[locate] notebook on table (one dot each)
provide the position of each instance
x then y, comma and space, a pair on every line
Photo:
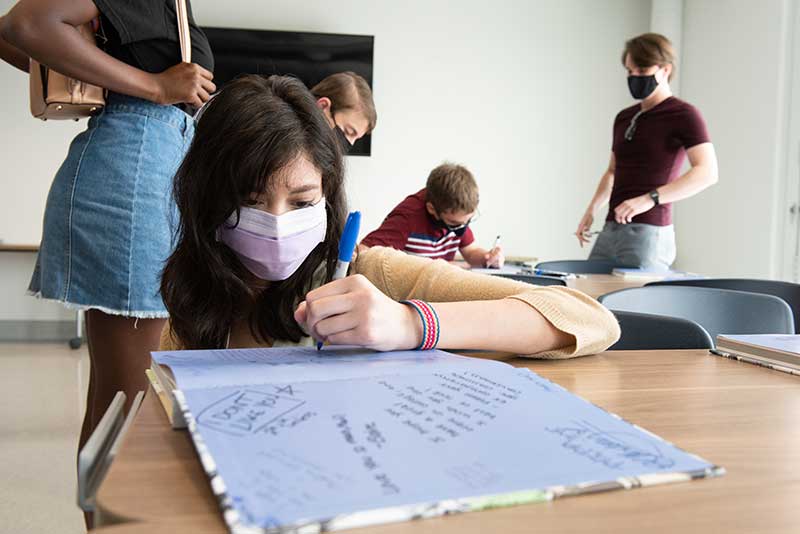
654, 274
780, 352
299, 439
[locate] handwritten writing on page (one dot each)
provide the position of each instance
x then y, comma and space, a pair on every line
314, 451
214, 368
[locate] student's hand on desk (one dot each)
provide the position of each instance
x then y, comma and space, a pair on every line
584, 226
352, 311
495, 258
625, 212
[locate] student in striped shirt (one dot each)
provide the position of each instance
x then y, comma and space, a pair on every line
434, 222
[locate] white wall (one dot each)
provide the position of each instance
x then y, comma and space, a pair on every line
734, 70
523, 93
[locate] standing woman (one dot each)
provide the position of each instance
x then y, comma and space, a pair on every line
109, 213
650, 143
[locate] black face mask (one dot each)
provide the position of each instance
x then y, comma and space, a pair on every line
642, 86
343, 141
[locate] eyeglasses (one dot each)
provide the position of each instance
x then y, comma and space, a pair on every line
456, 227
632, 126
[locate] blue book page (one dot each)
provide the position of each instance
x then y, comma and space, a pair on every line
230, 367
309, 452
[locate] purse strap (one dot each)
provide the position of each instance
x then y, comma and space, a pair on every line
183, 30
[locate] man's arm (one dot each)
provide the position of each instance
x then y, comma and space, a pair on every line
601, 197
704, 173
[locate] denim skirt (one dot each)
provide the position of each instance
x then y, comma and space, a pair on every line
110, 213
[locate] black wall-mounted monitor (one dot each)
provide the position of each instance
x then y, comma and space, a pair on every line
309, 56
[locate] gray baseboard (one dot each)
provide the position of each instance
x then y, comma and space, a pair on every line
37, 331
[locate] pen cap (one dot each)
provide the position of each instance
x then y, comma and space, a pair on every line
349, 236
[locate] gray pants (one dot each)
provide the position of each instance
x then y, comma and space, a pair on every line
636, 245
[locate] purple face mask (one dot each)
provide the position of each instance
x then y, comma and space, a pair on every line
272, 247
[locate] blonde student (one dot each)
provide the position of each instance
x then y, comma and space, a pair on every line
262, 207
435, 221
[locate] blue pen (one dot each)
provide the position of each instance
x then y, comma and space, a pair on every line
347, 245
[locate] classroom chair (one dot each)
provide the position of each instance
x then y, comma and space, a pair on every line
645, 331
536, 280
102, 446
719, 311
786, 290
579, 266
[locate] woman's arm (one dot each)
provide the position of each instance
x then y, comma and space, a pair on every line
704, 172
11, 54
476, 311
46, 30
601, 197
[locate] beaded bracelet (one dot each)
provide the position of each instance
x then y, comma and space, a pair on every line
430, 323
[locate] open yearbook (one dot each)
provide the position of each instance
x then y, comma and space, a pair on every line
293, 439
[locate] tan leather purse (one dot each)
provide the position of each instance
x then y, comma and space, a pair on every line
55, 96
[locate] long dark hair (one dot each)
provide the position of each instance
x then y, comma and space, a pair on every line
247, 134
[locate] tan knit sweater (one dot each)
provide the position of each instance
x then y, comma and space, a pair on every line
402, 276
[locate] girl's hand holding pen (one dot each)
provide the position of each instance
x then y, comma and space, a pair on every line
352, 311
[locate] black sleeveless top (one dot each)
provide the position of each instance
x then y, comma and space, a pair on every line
144, 34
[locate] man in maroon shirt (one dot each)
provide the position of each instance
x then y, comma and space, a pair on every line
434, 222
651, 141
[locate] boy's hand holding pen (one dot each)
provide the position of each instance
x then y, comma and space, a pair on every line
495, 258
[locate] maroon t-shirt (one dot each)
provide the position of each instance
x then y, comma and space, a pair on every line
655, 155
410, 228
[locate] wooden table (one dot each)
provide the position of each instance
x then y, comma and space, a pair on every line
740, 416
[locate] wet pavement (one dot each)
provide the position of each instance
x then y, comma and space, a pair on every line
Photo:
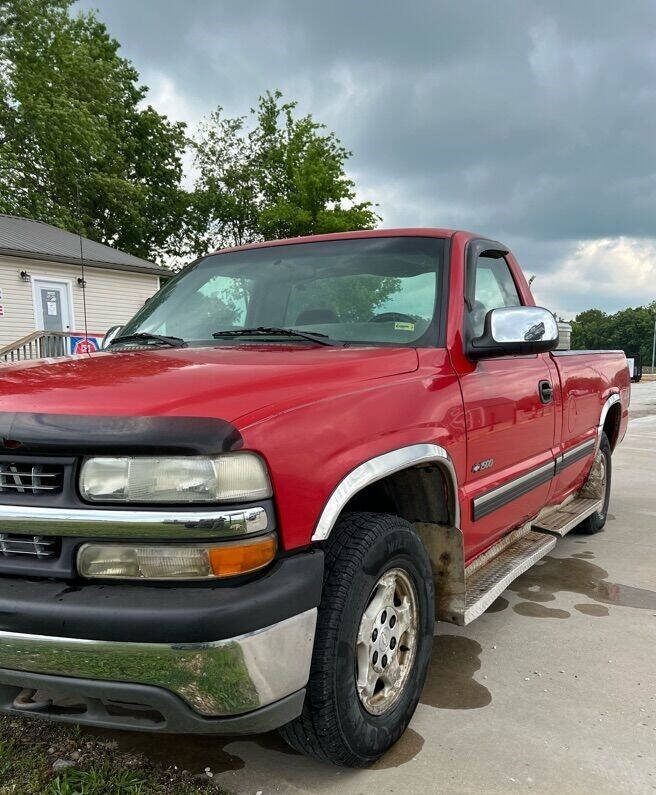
552, 690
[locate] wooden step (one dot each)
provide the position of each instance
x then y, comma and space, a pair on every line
487, 582
561, 521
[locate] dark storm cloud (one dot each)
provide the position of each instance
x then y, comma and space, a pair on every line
530, 121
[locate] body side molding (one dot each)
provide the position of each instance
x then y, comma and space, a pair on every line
378, 468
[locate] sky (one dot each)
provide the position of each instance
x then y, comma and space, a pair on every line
533, 123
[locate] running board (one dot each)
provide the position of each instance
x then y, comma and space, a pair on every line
485, 583
565, 518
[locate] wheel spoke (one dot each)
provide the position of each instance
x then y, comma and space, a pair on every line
404, 617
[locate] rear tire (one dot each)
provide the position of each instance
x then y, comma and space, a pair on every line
377, 581
596, 521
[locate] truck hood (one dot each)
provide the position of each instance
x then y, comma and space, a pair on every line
222, 382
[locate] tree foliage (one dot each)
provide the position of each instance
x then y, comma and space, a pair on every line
630, 330
72, 120
270, 175
74, 126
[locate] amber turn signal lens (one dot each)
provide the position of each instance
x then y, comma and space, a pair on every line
240, 557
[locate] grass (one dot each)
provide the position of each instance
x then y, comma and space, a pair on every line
28, 748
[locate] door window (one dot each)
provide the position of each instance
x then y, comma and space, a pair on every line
494, 287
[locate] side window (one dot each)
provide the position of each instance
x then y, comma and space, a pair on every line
494, 288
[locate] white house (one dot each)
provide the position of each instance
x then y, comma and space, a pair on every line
41, 285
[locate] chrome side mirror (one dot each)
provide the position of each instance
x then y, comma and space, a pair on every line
515, 330
113, 332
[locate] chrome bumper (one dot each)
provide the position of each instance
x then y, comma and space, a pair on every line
107, 522
227, 677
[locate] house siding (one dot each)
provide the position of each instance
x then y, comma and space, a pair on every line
112, 296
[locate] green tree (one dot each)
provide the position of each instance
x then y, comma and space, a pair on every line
630, 330
269, 175
72, 120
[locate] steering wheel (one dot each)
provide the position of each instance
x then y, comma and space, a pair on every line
390, 317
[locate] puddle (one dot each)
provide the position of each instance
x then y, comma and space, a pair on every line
188, 752
578, 576
450, 683
498, 605
536, 610
409, 745
592, 609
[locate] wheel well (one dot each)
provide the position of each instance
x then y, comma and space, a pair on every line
612, 424
418, 494
425, 495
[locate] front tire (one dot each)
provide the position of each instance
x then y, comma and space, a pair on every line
373, 642
596, 521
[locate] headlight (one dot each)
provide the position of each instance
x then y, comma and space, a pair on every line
175, 561
233, 477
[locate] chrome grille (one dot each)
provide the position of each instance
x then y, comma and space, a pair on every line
36, 546
20, 478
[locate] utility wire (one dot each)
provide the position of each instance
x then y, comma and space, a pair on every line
84, 283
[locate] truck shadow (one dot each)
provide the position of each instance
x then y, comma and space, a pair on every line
450, 684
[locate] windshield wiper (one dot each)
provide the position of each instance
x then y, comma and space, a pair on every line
146, 336
271, 331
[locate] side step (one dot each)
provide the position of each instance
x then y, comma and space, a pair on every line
488, 581
567, 516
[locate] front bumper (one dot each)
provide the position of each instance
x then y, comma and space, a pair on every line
225, 657
221, 678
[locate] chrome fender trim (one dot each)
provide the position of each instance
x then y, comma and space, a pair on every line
378, 468
615, 398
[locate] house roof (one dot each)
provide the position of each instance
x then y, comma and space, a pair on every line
22, 237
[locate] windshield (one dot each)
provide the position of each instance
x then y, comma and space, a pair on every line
380, 290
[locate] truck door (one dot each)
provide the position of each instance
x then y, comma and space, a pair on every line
509, 415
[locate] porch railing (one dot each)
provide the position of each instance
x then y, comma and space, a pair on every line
37, 345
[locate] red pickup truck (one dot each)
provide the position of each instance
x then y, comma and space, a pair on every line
247, 512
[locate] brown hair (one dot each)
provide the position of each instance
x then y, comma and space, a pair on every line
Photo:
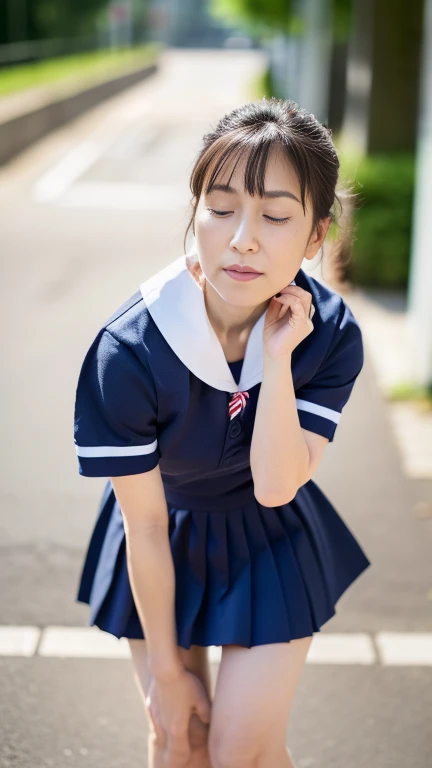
253, 129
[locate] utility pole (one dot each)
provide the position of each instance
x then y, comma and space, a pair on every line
420, 280
314, 72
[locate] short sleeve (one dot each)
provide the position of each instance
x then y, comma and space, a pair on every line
321, 400
115, 411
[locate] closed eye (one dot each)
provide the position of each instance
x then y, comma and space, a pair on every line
269, 218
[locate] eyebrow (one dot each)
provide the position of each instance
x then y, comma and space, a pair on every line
267, 194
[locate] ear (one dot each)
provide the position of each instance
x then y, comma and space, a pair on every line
317, 238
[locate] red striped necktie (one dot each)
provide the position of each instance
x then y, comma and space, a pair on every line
237, 403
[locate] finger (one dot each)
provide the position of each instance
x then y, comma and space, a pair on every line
178, 751
295, 303
295, 290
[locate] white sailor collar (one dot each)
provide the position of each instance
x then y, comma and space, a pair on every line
176, 304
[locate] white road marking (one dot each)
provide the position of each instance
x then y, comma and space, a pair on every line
82, 642
349, 648
19, 641
394, 648
405, 648
54, 183
124, 196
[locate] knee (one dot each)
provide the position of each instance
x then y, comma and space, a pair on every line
232, 751
198, 735
198, 732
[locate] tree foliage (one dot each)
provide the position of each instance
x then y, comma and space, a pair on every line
274, 16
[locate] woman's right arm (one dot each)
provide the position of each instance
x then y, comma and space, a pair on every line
150, 566
174, 692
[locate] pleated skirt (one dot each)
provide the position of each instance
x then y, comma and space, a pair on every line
249, 575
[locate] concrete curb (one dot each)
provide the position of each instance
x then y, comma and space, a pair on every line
20, 132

DIRECTION: Please render the records as a Markdown table with the columns Row and Entry, starting at the line containing "[locate] eyebrow (one dot each)" and ending at the last line of the records. Give each line its own numbered row and leave out blank lines.

THE COMPLETED TASK:
| Row | Entry |
|---|---|
| 1 | [locate] eyebrow (one dot each) |
| 2 | provide the position of each instance |
| 3 | x then y, comma and space, a pair on every line |
| 4 | 267, 194 |
| 5 | [locate] ear (one dot each) |
| 6 | provide the position of each instance |
| 7 | x then y, comma and space, a pair on every line |
| 8 | 317, 238 |
| 9 | [locate] red striped necktie (one dot each) |
| 10 | provide the position of each instance |
| 11 | x then y, comma and space, a pair on every line |
| 12 | 237, 403 |
| 13 | [locate] finger (one dot each) |
| 14 | provide the position of each instance |
| 15 | x then y, comma and space, a pair on every line |
| 16 | 178, 751 |
| 17 | 295, 303 |
| 18 | 295, 290 |
| 19 | [locate] white sailor collar (one dot each) |
| 20 | provide the position of each instance |
| 21 | x then y, comma and space, a pair on every line |
| 22 | 176, 304 |
| 23 | [locate] white road marking (one dot each) |
| 24 | provide the position of each instance |
| 25 | x then y, comma and space, a pair on every line |
| 26 | 82, 642 |
| 27 | 349, 648 |
| 28 | 19, 641 |
| 29 | 394, 648 |
| 30 | 405, 648 |
| 31 | 54, 183 |
| 32 | 124, 196 |
| 33 | [locate] knee (one dot each) |
| 34 | provide the position of each instance |
| 35 | x then y, comma and space, a pair on every line |
| 36 | 232, 751 |
| 37 | 198, 735 |
| 38 | 198, 732 |
| 39 | [locate] tree foliage (one dot each) |
| 40 | provide the position of each instance |
| 41 | x then y, comma and space, a pair on every line |
| 42 | 274, 16 |
| 43 | [locate] woman's right arm (one dot each) |
| 44 | provide the position of each instance |
| 45 | x then y, comma and space, a pair on every line |
| 46 | 150, 566 |
| 47 | 174, 692 |
| 48 | [locate] pleated skirt (one dot each) |
| 49 | provide the position of each instance |
| 50 | x then y, comma and space, a pair on every line |
| 51 | 249, 575 |
| 52 | [locate] concrete curb (one dot each) |
| 53 | provide the position of each instance |
| 54 | x then y, comma and space, a pair on every line |
| 55 | 20, 132 |